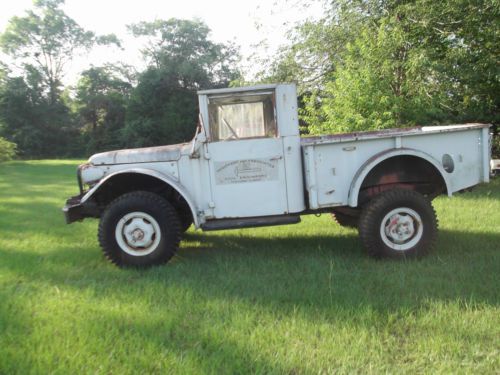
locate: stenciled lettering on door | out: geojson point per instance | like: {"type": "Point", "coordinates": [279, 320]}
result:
{"type": "Point", "coordinates": [240, 171]}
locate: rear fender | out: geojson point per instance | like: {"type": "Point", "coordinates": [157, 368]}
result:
{"type": "Point", "coordinates": [371, 163]}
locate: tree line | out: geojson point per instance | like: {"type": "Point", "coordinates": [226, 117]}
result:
{"type": "Point", "coordinates": [366, 64]}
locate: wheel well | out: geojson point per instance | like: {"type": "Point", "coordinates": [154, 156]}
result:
{"type": "Point", "coordinates": [406, 172]}
{"type": "Point", "coordinates": [128, 182]}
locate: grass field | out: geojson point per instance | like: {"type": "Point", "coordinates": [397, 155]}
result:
{"type": "Point", "coordinates": [287, 300]}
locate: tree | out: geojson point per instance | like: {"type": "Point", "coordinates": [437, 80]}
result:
{"type": "Point", "coordinates": [46, 40]}
{"type": "Point", "coordinates": [39, 129]}
{"type": "Point", "coordinates": [371, 64]}
{"type": "Point", "coordinates": [7, 150]}
{"type": "Point", "coordinates": [182, 49]}
{"type": "Point", "coordinates": [163, 108]}
{"type": "Point", "coordinates": [101, 100]}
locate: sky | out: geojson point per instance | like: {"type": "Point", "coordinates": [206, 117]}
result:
{"type": "Point", "coordinates": [247, 23]}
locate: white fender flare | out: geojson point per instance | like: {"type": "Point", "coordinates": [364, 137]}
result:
{"type": "Point", "coordinates": [160, 176]}
{"type": "Point", "coordinates": [371, 163]}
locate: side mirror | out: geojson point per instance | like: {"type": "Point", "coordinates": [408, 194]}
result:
{"type": "Point", "coordinates": [199, 138]}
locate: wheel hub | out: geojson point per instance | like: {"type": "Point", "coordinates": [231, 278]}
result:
{"type": "Point", "coordinates": [401, 228]}
{"type": "Point", "coordinates": [138, 233]}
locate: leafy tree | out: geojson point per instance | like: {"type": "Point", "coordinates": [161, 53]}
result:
{"type": "Point", "coordinates": [46, 40]}
{"type": "Point", "coordinates": [182, 49]}
{"type": "Point", "coordinates": [371, 64]}
{"type": "Point", "coordinates": [7, 150]}
{"type": "Point", "coordinates": [101, 100]}
{"type": "Point", "coordinates": [40, 129]}
{"type": "Point", "coordinates": [163, 108]}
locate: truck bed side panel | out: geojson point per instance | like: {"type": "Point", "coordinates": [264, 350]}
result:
{"type": "Point", "coordinates": [331, 168]}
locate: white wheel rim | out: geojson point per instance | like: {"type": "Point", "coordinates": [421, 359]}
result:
{"type": "Point", "coordinates": [138, 233]}
{"type": "Point", "coordinates": [401, 228]}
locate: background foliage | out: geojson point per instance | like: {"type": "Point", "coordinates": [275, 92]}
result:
{"type": "Point", "coordinates": [366, 64]}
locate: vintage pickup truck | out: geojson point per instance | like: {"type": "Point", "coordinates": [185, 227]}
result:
{"type": "Point", "coordinates": [248, 166]}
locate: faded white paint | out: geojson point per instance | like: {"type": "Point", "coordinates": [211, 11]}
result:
{"type": "Point", "coordinates": [272, 175]}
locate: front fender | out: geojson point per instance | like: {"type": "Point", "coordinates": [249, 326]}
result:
{"type": "Point", "coordinates": [160, 176]}
{"type": "Point", "coordinates": [371, 163]}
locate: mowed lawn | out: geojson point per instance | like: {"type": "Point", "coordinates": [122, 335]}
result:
{"type": "Point", "coordinates": [300, 299]}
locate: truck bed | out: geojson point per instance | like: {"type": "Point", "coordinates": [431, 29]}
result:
{"type": "Point", "coordinates": [460, 152]}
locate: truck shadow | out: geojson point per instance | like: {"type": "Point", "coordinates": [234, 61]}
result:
{"type": "Point", "coordinates": [322, 279]}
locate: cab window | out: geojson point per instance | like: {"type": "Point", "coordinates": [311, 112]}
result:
{"type": "Point", "coordinates": [240, 117]}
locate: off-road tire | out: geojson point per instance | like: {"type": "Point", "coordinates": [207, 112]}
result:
{"type": "Point", "coordinates": [165, 216]}
{"type": "Point", "coordinates": [373, 228]}
{"type": "Point", "coordinates": [186, 220]}
{"type": "Point", "coordinates": [345, 220]}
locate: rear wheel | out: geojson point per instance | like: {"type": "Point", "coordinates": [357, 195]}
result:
{"type": "Point", "coordinates": [139, 229]}
{"type": "Point", "coordinates": [399, 224]}
{"type": "Point", "coordinates": [345, 220]}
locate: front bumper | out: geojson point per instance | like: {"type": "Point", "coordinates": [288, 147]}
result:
{"type": "Point", "coordinates": [75, 210]}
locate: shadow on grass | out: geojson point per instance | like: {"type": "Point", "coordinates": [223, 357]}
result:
{"type": "Point", "coordinates": [316, 271]}
{"type": "Point", "coordinates": [323, 278]}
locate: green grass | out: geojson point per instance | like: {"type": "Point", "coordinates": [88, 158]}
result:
{"type": "Point", "coordinates": [285, 300]}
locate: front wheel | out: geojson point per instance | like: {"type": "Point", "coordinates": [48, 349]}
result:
{"type": "Point", "coordinates": [139, 229]}
{"type": "Point", "coordinates": [398, 224]}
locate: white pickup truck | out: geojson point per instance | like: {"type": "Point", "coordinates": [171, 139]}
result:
{"type": "Point", "coordinates": [248, 166]}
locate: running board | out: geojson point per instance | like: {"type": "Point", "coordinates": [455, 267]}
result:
{"type": "Point", "coordinates": [251, 222]}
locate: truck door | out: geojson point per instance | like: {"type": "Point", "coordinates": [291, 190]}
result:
{"type": "Point", "coordinates": [245, 156]}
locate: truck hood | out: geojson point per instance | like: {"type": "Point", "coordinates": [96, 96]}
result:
{"type": "Point", "coordinates": [138, 155]}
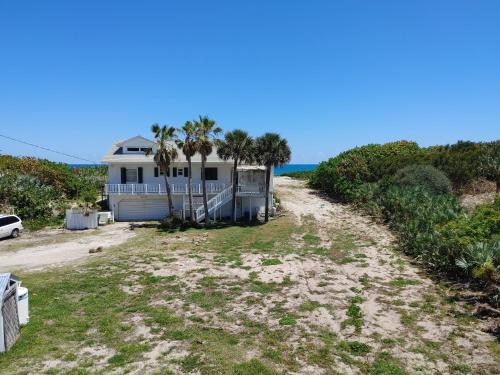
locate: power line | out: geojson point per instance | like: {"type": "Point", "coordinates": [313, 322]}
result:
{"type": "Point", "coordinates": [47, 149]}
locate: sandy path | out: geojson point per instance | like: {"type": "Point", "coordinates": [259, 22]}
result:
{"type": "Point", "coordinates": [39, 257]}
{"type": "Point", "coordinates": [381, 315]}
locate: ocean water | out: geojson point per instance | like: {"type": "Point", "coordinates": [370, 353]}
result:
{"type": "Point", "coordinates": [277, 172]}
{"type": "Point", "coordinates": [294, 168]}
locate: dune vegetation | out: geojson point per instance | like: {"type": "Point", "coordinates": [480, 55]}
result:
{"type": "Point", "coordinates": [416, 191]}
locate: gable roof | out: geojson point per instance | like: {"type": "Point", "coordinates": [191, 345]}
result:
{"type": "Point", "coordinates": [137, 140]}
{"type": "Point", "coordinates": [116, 155]}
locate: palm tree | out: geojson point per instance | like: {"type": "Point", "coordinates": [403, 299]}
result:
{"type": "Point", "coordinates": [165, 153]}
{"type": "Point", "coordinates": [271, 150]}
{"type": "Point", "coordinates": [188, 147]}
{"type": "Point", "coordinates": [238, 146]}
{"type": "Point", "coordinates": [205, 134]}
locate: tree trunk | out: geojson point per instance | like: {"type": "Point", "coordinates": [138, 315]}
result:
{"type": "Point", "coordinates": [268, 180]}
{"type": "Point", "coordinates": [233, 203]}
{"type": "Point", "coordinates": [190, 192]}
{"type": "Point", "coordinates": [204, 186]}
{"type": "Point", "coordinates": [169, 193]}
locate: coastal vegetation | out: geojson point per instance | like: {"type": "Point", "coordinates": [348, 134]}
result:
{"type": "Point", "coordinates": [39, 190]}
{"type": "Point", "coordinates": [416, 192]}
{"type": "Point", "coordinates": [327, 293]}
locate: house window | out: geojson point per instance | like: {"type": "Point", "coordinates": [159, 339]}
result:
{"type": "Point", "coordinates": [131, 175]}
{"type": "Point", "coordinates": [162, 172]}
{"type": "Point", "coordinates": [210, 174]}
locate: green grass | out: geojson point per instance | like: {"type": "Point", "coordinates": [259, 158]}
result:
{"type": "Point", "coordinates": [309, 306]}
{"type": "Point", "coordinates": [271, 262]}
{"type": "Point", "coordinates": [355, 316]}
{"type": "Point", "coordinates": [460, 368]}
{"type": "Point", "coordinates": [220, 323]}
{"type": "Point", "coordinates": [311, 239]}
{"type": "Point", "coordinates": [287, 320]}
{"type": "Point", "coordinates": [252, 367]}
{"type": "Point", "coordinates": [355, 347]}
{"type": "Point", "coordinates": [400, 282]}
{"type": "Point", "coordinates": [385, 364]}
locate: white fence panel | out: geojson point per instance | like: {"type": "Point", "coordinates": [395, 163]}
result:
{"type": "Point", "coordinates": [79, 219]}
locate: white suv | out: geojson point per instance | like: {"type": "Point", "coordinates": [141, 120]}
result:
{"type": "Point", "coordinates": [10, 226]}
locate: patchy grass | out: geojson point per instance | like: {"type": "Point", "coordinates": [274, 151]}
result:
{"type": "Point", "coordinates": [355, 347]}
{"type": "Point", "coordinates": [355, 316]}
{"type": "Point", "coordinates": [201, 301]}
{"type": "Point", "coordinates": [311, 239]}
{"type": "Point", "coordinates": [400, 282]}
{"type": "Point", "coordinates": [287, 320]}
{"type": "Point", "coordinates": [271, 262]}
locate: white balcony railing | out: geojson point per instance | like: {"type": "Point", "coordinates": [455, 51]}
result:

▸ EXERCISE BRIEF
Render the rows from the line containing "locate: white suv" through the end of the rows as a numbered list, both ends included and blank lines omitted.

▸ COMPLETE RESPONSE
1. locate: white suv | out: geojson point per instance | like: {"type": "Point", "coordinates": [141, 120]}
2. result:
3. {"type": "Point", "coordinates": [10, 226]}
4. locate: patchy grass | out: geojson point per instance | like: {"type": "Point", "coordinates": [274, 151]}
5. result:
6. {"type": "Point", "coordinates": [355, 347]}
7. {"type": "Point", "coordinates": [355, 316]}
8. {"type": "Point", "coordinates": [201, 301]}
9. {"type": "Point", "coordinates": [311, 239]}
10. {"type": "Point", "coordinates": [400, 282]}
11. {"type": "Point", "coordinates": [287, 320]}
12. {"type": "Point", "coordinates": [271, 262]}
13. locate: white balcony railing | out: geojson point per instance | like: {"type": "Point", "coordinates": [455, 51]}
14. result:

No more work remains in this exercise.